What to produce: Omit every picture, then give all the entries again exactly.

Extracted material:
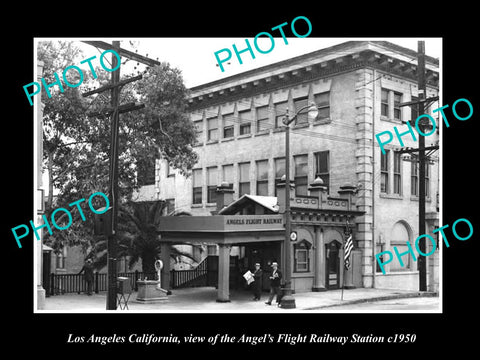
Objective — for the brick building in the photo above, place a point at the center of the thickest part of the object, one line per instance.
(358, 87)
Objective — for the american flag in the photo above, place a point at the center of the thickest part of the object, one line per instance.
(347, 250)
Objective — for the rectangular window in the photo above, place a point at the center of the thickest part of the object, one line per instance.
(146, 172)
(279, 171)
(228, 129)
(170, 208)
(301, 174)
(212, 126)
(60, 260)
(280, 110)
(397, 173)
(300, 103)
(263, 119)
(245, 121)
(322, 167)
(397, 111)
(199, 132)
(415, 180)
(384, 103)
(427, 180)
(323, 104)
(301, 258)
(262, 177)
(414, 177)
(384, 172)
(244, 179)
(212, 184)
(197, 186)
(414, 109)
(227, 175)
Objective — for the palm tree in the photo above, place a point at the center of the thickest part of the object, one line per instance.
(137, 236)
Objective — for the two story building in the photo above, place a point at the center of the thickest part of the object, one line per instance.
(358, 87)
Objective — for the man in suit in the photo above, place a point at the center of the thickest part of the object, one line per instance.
(274, 284)
(257, 284)
(88, 270)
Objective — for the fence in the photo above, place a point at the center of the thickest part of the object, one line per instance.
(189, 278)
(74, 283)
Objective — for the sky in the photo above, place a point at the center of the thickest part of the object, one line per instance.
(195, 56)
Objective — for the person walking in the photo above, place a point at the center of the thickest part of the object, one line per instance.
(257, 284)
(88, 276)
(274, 284)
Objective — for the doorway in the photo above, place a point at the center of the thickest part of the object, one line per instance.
(332, 265)
(265, 253)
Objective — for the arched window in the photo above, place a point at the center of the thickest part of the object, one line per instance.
(302, 256)
(399, 236)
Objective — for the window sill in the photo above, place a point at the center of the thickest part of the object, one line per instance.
(416, 198)
(227, 139)
(301, 126)
(324, 121)
(301, 274)
(395, 121)
(391, 196)
(397, 272)
(261, 133)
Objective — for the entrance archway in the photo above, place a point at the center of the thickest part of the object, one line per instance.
(332, 265)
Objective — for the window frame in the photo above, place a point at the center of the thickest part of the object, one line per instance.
(197, 190)
(301, 182)
(261, 182)
(242, 183)
(325, 175)
(397, 173)
(384, 160)
(212, 129)
(321, 106)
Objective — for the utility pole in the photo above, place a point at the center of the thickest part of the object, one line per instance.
(422, 261)
(115, 111)
(422, 100)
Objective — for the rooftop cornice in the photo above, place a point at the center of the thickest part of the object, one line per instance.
(334, 60)
(349, 48)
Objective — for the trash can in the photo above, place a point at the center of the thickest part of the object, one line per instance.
(124, 285)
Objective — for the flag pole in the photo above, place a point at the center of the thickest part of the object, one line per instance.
(346, 253)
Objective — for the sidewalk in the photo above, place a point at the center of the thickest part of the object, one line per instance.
(203, 299)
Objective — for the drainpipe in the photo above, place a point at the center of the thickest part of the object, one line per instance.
(374, 76)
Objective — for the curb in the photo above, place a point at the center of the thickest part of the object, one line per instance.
(378, 298)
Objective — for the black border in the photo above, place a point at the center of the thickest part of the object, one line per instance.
(47, 333)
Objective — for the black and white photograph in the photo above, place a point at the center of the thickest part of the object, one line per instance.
(165, 197)
(271, 188)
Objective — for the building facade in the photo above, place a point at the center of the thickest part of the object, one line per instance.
(358, 87)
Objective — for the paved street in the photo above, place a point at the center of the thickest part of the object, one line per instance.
(421, 303)
(203, 299)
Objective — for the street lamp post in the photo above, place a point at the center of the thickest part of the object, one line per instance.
(288, 301)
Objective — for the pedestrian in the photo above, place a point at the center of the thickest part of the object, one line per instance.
(274, 284)
(88, 276)
(257, 284)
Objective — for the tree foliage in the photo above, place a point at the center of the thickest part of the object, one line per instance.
(77, 146)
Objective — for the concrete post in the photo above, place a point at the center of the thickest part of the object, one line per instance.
(38, 158)
(319, 277)
(165, 257)
(223, 294)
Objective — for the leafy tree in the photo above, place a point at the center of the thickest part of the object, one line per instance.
(138, 238)
(77, 146)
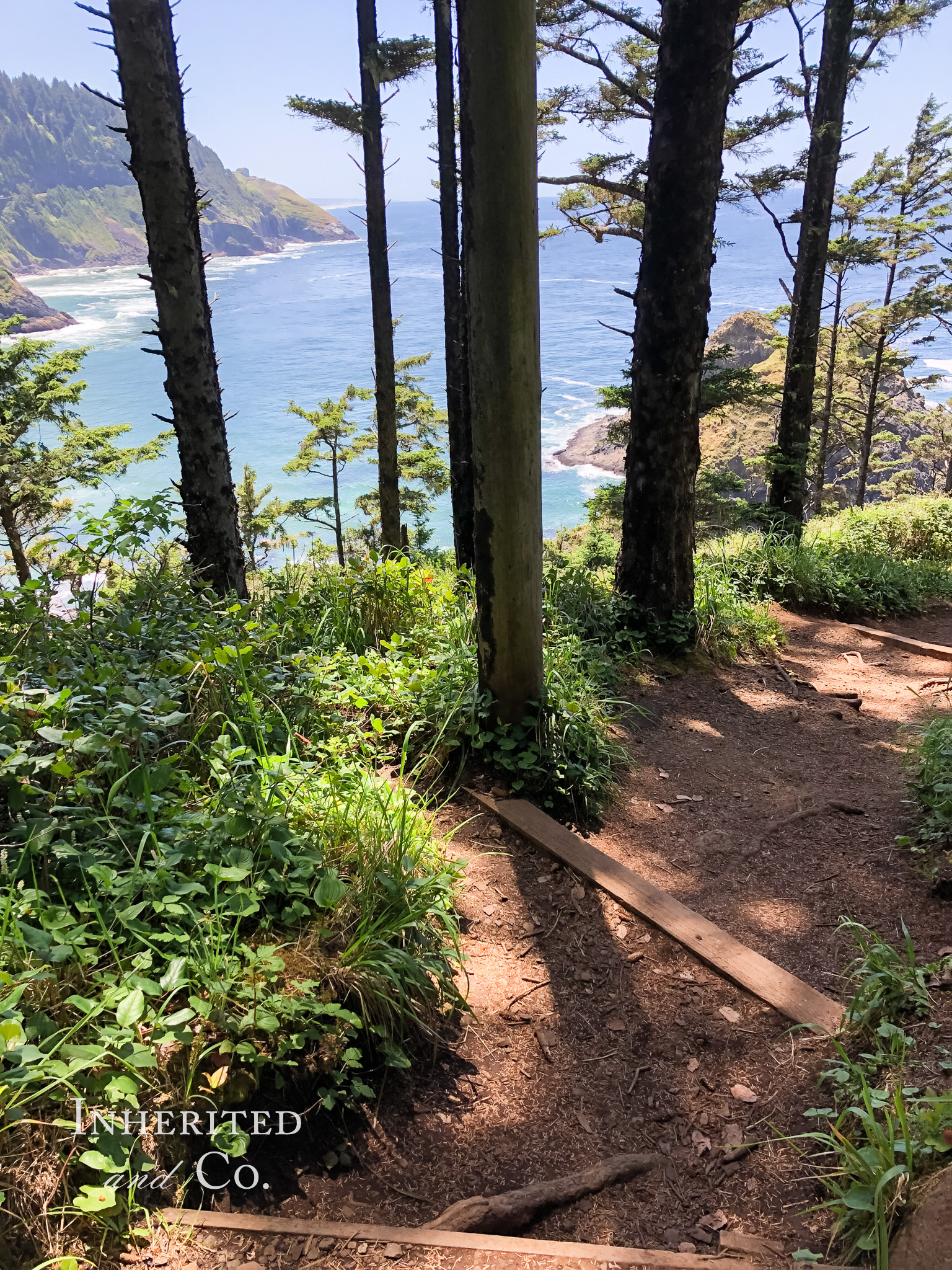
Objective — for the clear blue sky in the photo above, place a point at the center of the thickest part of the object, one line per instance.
(247, 58)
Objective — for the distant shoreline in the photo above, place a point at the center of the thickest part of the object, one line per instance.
(213, 255)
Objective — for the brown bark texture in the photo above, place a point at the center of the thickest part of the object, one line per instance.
(500, 265)
(655, 564)
(151, 88)
(385, 376)
(457, 401)
(8, 518)
(790, 456)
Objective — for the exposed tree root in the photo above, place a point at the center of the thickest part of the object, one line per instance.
(512, 1210)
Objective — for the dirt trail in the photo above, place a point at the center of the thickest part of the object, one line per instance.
(621, 1039)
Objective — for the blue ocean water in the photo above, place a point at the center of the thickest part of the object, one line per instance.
(296, 326)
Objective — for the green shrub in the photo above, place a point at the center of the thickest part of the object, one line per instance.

Correct output:
Objective — for the brick building in the photo above, place a point at the center of the thickest part of the object, one line per instance.
(358, 87)
Objective — for the american flag in the photo above, place a point at the center of the thickest part of the object, one line per instance.
(347, 250)
Objective — for the rectangular window in the photo above, place a point at the center of the thickest part of the object, one line per instance.
(146, 172)
(279, 171)
(228, 129)
(170, 208)
(301, 174)
(212, 126)
(60, 260)
(280, 110)
(397, 173)
(300, 103)
(263, 119)
(245, 121)
(322, 167)
(397, 111)
(199, 132)
(415, 180)
(384, 103)
(427, 180)
(323, 104)
(301, 258)
(262, 177)
(414, 177)
(384, 172)
(244, 179)
(212, 184)
(197, 186)
(414, 109)
(227, 175)
Objective — for the palm tree in the photo above, place a point at the center of the thickest part of the object, one line per instance.
(137, 236)
Objective — for the two story building in the photo above, place a point at the center of the thickest part of the object, one line per instance.
(358, 87)
Objective — for the man in suit in the photo above, place a point at the center of the thickest part of the object, one line per instance.
(274, 284)
(257, 284)
(88, 270)
Objective — for the fence in the photo above, place a point at the center of the thickest part of the object, one line per instance.
(189, 278)
(74, 283)
Objective — for the sky in the photo above, place a point at the center of the thickest part of the object, one line per instance.
(195, 56)
Objective — for the person walking in the photo above, place a point at the center of the thickest part of the object, one line per instance.
(257, 284)
(88, 276)
(274, 284)
Objective — for the doorway in the photo above, place a point at the center of the thickest part of the object, one line per instance.
(332, 265)
(265, 253)
Objective — for the arched window in the photo above, place a point at the center of the thickest part of the object, one line per instance.
(302, 256)
(399, 236)
Objective — for the window sill in the photo above, place a point at the center of the thickest part of the object, one line per instance.
(416, 198)
(227, 139)
(301, 126)
(324, 121)
(301, 274)
(395, 121)
(391, 196)
(397, 272)
(261, 133)
Objective — for the entrance archway in the photo above, place a point at the center of the thickest part of the object, one line per instance.
(332, 265)
Objective — for the window frame in the photo above, place a point at the center of the thickest part of the object, one line per instance.
(197, 190)
(301, 182)
(261, 182)
(242, 183)
(325, 175)
(397, 173)
(384, 160)
(212, 129)
(321, 106)
Objective — for the utility pole in the photo above, place a point at the center of the thickest part of the object, one line per instance.
(422, 261)
(115, 111)
(422, 100)
Objective — for the rooftop cornice in the photo above, place a point at the center of the thickest part of the object, one line per instance.
(334, 60)
(349, 48)
Objective — for the trash can in the photo above, place a point at the center of the thickest part of the object, one line per instance.
(124, 285)
Objective — for the flag pole in the photo above, place a point at the center of the thickest part of the object, one line per instance.
(346, 253)
Objective — for the sidewalk in the photo above, place a point at the center of the thickest part of the object, one line per instance.
(203, 299)
Objective — for the drainpipe in the photo above, place a point at the center of the thickest part of the object, one line per instance.
(374, 76)
Objective — for the curb in the photo above, place a point at the center of the thickest part of the object, one line per instance.
(378, 298)
Objective — for the black border in the photo above, place a point at the center of the thickest part of the object, one line per instance.
(47, 333)
Objective — for the black and white photograph in the photo above, place a point at the center of the thickest part of the object, one line per instance.
(165, 197)
(271, 188)
Objective — for the building facade in the photo above, place a point at the center of the thickest part of the object, one line per instance.
(358, 87)
Objective — for the paved street in the photo above, place a point at the center of the thickest part of the object, one line per instance.
(421, 303)
(203, 299)
Objective — for the street lamp post in the photo above, place a point at the center of the thickest part of the object, one line per instance.
(288, 301)
Objective — for the pedestrian in the photo above, place a point at the center of the thickest part of the object, one line per instance.
(274, 284)
(88, 276)
(257, 284)
Objective — for the tree foliage in the photo above, place a point at the center of the thickest part of the object, one line per instance.
(77, 146)
Objective — for the concrete post in the photo above, place a point at the center of the thickest part of the object, one line per instance.
(38, 158)
(319, 277)
(165, 257)
(223, 294)
Objective — for the leafy tree in the photo above, place a point at the center of the thickest part of the object, one line per instance.
(138, 238)
(77, 146)
Objective — for the clear blue sky in the photo above, place a point at the center of the thickest part of the object, one line per instance.
(247, 58)
Objective — for the distant shoreline in the photo above, place a point at the center of the thickest part of the object, one line per instance.
(213, 255)
Objective — for the brown bark texture in the photo above, place a point at the center of the thickest part of the object, one line per instance.
(500, 265)
(655, 564)
(151, 88)
(385, 376)
(457, 401)
(8, 518)
(790, 456)
Objective — for the exposed tree root in the photo above, place a point at the center of the thickest part of the object, one line per instance.
(512, 1210)
Objective — for the dirt trail in the photo above, place a point at the center of the thickest part of the object, one line per instance.
(621, 1039)
Objective — for the blue ocean water in the photo above, place a point at the center of the thickest part of the object, one line per instance.
(296, 326)
Objective — for the green shrub in the photo above, place a point at the center of the thickest part of the object, one line per instance.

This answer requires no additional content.